#### ЗАДАНИЕ
Выпишите из пунктов ниже каждую строку, где встречается слово «cloud».

_ _ _ _ _

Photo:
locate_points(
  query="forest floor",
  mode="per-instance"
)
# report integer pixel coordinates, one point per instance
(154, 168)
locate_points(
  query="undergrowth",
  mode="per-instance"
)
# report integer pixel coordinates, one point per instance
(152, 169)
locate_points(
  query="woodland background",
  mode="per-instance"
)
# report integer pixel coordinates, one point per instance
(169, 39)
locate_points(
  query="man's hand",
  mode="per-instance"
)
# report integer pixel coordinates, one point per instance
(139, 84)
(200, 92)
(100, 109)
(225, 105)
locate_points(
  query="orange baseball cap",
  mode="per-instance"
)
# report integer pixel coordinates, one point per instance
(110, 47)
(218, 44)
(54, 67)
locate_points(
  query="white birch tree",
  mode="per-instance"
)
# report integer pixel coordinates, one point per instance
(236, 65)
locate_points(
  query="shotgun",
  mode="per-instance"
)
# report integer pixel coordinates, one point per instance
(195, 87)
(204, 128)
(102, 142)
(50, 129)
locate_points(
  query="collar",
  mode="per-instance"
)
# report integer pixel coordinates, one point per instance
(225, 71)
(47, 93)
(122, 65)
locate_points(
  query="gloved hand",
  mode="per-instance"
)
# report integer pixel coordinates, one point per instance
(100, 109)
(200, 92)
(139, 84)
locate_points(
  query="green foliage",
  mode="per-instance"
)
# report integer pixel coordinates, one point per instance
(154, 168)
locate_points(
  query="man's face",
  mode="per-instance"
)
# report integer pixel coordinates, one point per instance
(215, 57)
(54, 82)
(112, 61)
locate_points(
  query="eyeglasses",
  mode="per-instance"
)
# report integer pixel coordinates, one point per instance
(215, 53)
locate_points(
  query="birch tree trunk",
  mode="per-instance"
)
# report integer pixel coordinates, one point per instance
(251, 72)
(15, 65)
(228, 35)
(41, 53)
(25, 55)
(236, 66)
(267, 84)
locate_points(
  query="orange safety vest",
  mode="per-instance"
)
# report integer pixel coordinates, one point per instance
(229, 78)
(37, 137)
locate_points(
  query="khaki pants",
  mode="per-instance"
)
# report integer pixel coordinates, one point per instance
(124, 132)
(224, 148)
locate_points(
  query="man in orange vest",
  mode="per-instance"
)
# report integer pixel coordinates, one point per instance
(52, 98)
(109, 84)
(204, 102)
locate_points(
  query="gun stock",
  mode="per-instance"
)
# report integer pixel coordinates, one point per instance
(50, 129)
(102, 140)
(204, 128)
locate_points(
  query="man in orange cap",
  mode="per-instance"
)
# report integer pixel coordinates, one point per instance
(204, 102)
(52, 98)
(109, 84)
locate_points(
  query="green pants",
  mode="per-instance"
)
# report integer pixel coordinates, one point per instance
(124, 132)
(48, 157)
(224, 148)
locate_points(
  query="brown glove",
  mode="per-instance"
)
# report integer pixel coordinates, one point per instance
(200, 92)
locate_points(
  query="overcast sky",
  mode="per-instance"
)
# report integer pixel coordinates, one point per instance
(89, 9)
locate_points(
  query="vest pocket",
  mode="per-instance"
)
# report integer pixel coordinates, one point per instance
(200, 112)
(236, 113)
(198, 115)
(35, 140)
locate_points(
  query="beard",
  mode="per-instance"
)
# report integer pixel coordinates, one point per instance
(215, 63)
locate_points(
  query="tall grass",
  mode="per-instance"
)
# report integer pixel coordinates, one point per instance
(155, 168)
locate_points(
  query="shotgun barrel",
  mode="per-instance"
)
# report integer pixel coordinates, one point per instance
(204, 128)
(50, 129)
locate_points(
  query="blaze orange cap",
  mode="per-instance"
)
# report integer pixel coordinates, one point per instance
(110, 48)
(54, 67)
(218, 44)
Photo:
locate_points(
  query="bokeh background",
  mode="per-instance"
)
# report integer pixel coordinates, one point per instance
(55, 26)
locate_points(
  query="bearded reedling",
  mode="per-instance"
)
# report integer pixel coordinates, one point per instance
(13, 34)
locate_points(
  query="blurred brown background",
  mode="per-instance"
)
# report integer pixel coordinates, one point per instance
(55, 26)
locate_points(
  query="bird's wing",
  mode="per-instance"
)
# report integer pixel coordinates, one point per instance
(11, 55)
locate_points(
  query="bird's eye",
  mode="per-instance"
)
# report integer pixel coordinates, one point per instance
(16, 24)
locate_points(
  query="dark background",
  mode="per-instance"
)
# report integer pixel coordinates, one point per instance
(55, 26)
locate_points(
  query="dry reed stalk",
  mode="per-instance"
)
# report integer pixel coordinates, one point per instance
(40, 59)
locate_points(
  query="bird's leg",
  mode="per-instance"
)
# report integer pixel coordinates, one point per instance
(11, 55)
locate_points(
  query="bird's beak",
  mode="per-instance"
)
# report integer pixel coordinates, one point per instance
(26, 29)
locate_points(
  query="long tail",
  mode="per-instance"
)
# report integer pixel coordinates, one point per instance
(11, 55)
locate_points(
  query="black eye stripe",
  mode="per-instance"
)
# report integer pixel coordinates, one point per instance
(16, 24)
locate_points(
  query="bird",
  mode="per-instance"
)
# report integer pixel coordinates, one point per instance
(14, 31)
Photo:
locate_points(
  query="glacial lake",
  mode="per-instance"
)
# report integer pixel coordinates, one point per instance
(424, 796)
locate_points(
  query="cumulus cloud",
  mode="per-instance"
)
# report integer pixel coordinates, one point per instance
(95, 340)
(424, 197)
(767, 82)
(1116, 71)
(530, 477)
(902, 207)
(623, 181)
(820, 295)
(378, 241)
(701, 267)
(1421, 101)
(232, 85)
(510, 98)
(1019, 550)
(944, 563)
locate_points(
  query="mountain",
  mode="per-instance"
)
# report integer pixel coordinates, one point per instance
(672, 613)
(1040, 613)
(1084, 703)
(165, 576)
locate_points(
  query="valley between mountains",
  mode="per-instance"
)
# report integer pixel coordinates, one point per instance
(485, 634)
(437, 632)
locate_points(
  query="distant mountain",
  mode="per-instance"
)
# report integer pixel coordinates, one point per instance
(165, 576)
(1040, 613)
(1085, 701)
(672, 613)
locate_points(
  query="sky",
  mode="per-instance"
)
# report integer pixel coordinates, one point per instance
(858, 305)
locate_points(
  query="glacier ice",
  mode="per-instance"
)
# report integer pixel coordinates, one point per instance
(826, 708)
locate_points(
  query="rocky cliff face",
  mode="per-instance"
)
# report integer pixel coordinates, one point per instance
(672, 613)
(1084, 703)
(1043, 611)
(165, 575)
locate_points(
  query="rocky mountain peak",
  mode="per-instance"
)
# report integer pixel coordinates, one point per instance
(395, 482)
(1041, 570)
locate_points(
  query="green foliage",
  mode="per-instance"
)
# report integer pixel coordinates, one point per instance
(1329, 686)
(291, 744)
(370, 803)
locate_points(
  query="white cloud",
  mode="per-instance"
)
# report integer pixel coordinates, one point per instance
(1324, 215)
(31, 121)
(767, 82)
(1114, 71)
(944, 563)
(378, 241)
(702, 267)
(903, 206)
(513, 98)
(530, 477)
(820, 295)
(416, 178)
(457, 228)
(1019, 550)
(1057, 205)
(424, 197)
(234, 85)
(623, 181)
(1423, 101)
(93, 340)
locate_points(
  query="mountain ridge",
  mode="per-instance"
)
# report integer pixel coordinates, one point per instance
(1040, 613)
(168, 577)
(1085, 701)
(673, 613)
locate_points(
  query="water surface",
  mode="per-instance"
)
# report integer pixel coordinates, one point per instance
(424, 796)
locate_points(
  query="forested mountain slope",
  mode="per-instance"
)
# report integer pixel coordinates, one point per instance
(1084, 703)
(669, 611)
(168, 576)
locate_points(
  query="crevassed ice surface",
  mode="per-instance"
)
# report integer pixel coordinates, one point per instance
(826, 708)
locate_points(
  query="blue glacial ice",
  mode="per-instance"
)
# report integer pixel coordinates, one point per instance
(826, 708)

_ _ _ _ _

#### РЕШЕНИЕ ЗАДАНИЯ
  query="cumulus cloud",
  query="white cloud",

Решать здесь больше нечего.